*Work to be completed:* The word "below" occurs in some lines of the data. Return each such line.

Records from a data collection
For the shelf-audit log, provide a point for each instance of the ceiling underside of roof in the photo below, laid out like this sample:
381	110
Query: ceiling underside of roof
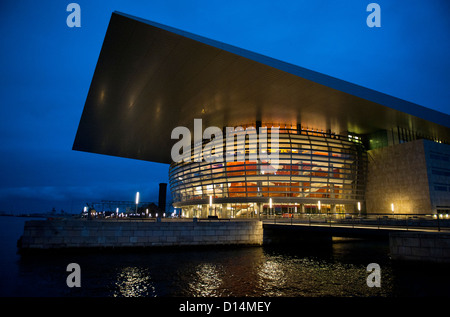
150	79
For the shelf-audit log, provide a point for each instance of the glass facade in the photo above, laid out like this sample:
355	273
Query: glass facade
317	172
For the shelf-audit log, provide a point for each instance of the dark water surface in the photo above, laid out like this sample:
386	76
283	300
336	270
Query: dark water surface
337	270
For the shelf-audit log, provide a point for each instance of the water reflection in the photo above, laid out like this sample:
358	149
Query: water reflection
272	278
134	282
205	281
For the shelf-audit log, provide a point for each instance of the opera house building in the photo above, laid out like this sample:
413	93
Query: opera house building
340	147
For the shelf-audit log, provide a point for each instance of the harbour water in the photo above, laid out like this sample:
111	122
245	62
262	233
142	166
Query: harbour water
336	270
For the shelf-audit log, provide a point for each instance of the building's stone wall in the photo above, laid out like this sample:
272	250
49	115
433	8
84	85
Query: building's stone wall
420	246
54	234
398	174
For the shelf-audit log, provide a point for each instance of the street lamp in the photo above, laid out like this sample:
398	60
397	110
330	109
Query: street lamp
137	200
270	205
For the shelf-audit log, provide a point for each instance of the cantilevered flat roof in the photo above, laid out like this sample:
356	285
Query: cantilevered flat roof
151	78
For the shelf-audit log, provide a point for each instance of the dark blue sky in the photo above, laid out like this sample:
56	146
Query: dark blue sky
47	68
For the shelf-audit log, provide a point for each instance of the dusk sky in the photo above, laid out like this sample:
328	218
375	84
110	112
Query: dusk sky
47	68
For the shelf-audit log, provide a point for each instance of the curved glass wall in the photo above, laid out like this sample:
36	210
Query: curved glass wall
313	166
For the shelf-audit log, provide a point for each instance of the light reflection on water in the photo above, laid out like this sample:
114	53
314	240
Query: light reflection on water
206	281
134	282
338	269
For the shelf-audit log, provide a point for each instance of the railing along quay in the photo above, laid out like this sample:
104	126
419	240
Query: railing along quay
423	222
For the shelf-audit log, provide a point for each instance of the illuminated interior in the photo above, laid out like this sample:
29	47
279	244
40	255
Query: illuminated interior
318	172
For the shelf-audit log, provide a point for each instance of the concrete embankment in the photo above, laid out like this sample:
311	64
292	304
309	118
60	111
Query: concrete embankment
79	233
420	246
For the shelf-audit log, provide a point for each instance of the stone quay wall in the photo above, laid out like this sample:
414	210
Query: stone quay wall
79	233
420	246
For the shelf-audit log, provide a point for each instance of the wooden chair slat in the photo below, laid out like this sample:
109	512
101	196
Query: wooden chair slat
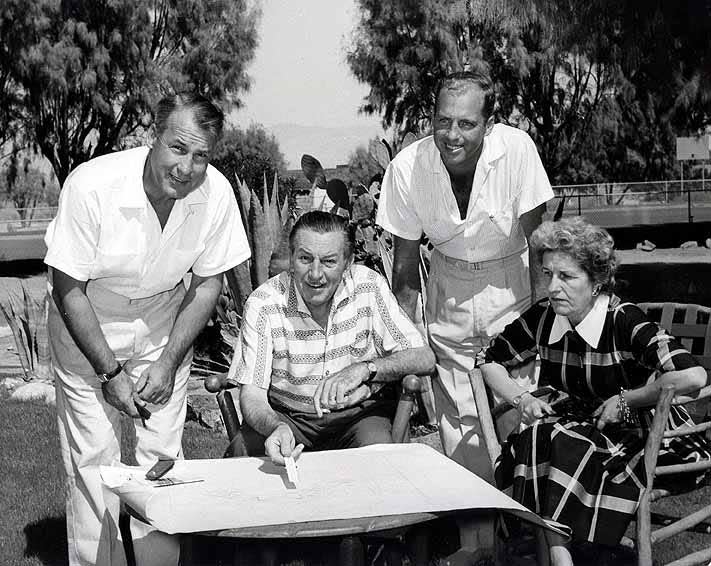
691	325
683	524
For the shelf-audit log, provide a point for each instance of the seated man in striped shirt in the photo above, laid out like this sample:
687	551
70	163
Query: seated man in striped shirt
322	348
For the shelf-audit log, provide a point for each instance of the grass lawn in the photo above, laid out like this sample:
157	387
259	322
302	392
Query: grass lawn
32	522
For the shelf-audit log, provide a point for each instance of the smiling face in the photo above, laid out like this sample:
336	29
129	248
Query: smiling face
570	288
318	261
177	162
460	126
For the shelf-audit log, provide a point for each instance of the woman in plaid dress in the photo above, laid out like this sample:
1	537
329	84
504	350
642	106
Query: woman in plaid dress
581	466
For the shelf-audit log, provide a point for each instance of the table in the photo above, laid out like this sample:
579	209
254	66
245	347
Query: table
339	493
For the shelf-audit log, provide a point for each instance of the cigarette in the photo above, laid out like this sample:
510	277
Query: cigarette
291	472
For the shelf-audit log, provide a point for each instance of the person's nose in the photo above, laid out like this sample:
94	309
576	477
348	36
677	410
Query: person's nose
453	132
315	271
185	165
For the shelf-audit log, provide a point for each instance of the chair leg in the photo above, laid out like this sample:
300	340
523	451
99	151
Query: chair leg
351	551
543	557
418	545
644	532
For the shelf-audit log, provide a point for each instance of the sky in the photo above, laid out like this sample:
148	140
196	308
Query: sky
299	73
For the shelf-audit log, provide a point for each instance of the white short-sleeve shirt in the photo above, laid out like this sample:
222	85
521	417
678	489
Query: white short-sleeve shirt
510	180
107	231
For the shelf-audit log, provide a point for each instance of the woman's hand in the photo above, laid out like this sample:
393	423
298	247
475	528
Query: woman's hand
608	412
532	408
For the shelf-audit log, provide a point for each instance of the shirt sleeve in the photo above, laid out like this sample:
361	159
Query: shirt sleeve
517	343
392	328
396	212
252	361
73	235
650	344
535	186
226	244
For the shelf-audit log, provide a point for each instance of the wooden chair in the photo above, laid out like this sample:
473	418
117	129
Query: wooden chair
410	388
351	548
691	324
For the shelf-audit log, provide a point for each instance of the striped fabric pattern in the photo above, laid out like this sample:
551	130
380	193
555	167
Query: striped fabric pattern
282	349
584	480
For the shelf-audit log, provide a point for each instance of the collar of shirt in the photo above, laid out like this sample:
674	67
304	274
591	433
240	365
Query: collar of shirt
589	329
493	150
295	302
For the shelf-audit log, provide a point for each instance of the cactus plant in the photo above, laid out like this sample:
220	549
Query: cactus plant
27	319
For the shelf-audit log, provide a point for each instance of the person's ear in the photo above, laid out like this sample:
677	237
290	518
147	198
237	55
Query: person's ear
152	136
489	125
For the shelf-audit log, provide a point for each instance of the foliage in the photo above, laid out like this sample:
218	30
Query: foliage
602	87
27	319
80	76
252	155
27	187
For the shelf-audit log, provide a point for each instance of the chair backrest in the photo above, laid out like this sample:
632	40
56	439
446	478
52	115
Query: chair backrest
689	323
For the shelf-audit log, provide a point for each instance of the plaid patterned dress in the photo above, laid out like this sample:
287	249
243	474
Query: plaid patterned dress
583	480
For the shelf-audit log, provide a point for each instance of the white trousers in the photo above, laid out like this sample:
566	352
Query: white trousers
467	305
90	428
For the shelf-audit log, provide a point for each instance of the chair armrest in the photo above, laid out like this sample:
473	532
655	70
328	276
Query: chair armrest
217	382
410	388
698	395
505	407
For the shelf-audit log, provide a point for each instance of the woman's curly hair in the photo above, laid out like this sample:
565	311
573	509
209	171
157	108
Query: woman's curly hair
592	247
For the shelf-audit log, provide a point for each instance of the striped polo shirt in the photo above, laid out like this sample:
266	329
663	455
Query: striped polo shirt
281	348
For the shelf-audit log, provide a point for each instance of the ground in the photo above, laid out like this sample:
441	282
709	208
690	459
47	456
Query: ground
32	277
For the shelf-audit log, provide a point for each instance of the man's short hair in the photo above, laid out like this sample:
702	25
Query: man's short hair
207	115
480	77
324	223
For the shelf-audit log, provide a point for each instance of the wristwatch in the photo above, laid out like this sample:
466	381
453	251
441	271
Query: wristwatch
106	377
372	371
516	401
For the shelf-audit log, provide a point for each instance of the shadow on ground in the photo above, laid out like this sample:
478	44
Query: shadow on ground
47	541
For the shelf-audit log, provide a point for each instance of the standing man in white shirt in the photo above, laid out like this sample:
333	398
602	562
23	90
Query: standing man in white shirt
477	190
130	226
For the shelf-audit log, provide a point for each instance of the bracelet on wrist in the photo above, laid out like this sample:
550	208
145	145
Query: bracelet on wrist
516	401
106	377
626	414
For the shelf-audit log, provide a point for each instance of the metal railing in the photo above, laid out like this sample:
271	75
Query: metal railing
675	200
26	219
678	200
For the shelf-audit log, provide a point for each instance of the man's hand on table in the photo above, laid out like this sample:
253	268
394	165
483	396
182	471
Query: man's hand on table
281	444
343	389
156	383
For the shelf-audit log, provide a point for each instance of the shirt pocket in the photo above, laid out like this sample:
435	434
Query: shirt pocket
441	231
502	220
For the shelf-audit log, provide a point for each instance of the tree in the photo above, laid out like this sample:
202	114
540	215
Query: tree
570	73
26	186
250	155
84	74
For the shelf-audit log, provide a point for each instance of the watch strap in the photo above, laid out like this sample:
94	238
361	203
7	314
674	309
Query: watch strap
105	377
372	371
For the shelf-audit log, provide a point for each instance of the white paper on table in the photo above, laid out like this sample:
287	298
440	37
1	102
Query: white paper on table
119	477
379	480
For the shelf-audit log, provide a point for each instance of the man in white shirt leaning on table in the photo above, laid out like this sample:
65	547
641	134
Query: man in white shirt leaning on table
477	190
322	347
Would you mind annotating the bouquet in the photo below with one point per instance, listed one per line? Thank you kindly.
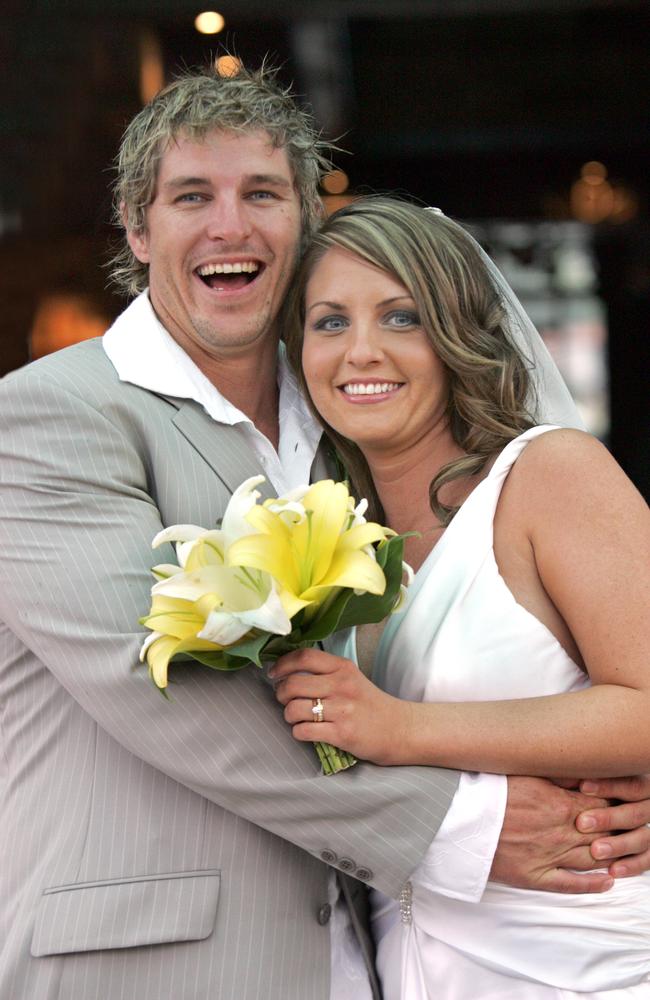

*Problem solution:*
For the shelf-audit log, provide a point for each instance of the ceiling underside of roof in the photo below, laid out like this sample:
For the shelf-audit log, provide a point for each instance of the wooden chair slat in the photo below, laid out like this sample:
Would you mind annotating the bouquet in the photo below with one point per instance, listed one per line? Thank you kindly.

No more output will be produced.